Task brief |
Copy out each line exactly as it appears.

[Location identification entries]
━━━━━━━━
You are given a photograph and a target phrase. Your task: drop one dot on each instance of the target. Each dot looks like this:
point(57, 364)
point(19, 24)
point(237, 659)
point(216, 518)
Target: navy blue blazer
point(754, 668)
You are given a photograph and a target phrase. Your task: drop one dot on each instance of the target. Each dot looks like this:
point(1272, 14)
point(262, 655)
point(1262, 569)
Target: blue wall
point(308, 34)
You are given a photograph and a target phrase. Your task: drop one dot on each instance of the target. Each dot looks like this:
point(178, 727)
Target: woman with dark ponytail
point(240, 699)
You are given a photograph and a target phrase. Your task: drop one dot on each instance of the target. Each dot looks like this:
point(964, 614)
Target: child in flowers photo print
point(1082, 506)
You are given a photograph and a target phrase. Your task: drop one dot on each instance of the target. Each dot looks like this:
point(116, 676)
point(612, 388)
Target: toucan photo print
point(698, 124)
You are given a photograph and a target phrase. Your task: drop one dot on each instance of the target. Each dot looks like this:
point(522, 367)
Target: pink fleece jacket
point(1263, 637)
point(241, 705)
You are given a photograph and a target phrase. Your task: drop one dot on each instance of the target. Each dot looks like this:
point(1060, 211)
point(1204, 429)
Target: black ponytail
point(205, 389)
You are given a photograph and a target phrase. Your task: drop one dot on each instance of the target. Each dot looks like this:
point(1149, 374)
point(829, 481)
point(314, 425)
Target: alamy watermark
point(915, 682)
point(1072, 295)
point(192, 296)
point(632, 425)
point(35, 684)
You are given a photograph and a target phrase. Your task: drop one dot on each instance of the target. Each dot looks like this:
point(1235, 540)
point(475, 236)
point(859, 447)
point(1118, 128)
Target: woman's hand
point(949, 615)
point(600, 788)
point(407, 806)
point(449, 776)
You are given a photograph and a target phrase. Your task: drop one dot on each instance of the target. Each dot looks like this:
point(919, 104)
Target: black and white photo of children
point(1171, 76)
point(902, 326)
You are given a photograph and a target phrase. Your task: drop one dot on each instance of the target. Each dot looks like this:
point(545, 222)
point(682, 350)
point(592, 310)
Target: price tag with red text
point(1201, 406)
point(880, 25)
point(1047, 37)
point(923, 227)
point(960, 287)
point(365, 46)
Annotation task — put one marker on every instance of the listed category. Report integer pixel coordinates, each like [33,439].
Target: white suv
━━━━━━━━
Output of the task |
You are given a photograph and a target phrase. Your task: drop one dot on each instance of the target. Each dot looks like this:
point(57, 364)
point(19, 24)
point(237, 659)
point(216, 518)
Target: navy blue blazer
point(754, 668)
You are given a photograph and a target phrase. Your task: drop one dot on each instance of the target. Each dot looks like this:
point(1272, 14)
point(262, 655)
point(1262, 569)
Target: blue wall
point(308, 34)
You are given a photograph and a target phrase. Your task: drop one dot on each instance of the target. Each dot looks like this:
point(178, 727)
Target: woman with dark ponytail
point(240, 699)
You are given a photograph and a target phrase. Your task: drop one dot on each instance of the target. Each dot looks like this:
point(964, 614)
Target: child in flowers photo print
point(1082, 506)
You are given a photograph and a target phrase. Your task: drop one dot on each instance of the target. Each dot looks like this:
point(116, 676)
point(612, 388)
Target: toucan photo print
point(698, 124)
You are given a photograph and a target phrase. Your task: drop one dot on each instance of the target. Each dot looks like this:
point(522, 367)
Target: pink fleece jacket
point(1263, 637)
point(241, 705)
You are given a photograph and a target phrase. Your task: drop one dot on each instance of the target. Each dot looks like this:
point(1060, 211)
point(1204, 429)
Target: black ponytail
point(205, 389)
You are given a photograph and a target phrase. Your task: drop one dot on each instance of the target. Each dot looks like this:
point(1149, 374)
point(829, 481)
point(314, 425)
Target: alamy watermark
point(915, 682)
point(1072, 295)
point(192, 296)
point(632, 425)
point(35, 684)
You are given a photograph and a target phrase. Your task: drop one dot on each instance of the target. Each dot looks like this:
point(1235, 540)
point(475, 236)
point(859, 447)
point(1118, 128)
Target: woman's hand
point(949, 615)
point(600, 788)
point(407, 806)
point(449, 776)
You are given a photograph and a target phrase. Your task: drop one dot on each instance of the target. Each dot looks like this:
point(919, 104)
Target: black and white photo of children
point(1171, 76)
point(902, 326)
You are given a photograph and a target phrase. Your task: drop one dot on each instance of the target. Each dot looks like this:
point(545, 222)
point(682, 350)
point(592, 310)
Target: price tag with red text
point(1201, 406)
point(880, 25)
point(1047, 37)
point(923, 227)
point(960, 287)
point(365, 46)
Annotation task — put one marker on every instance of the listed category. Report integer pixel coordinates, each like [33,439].
Target: white suv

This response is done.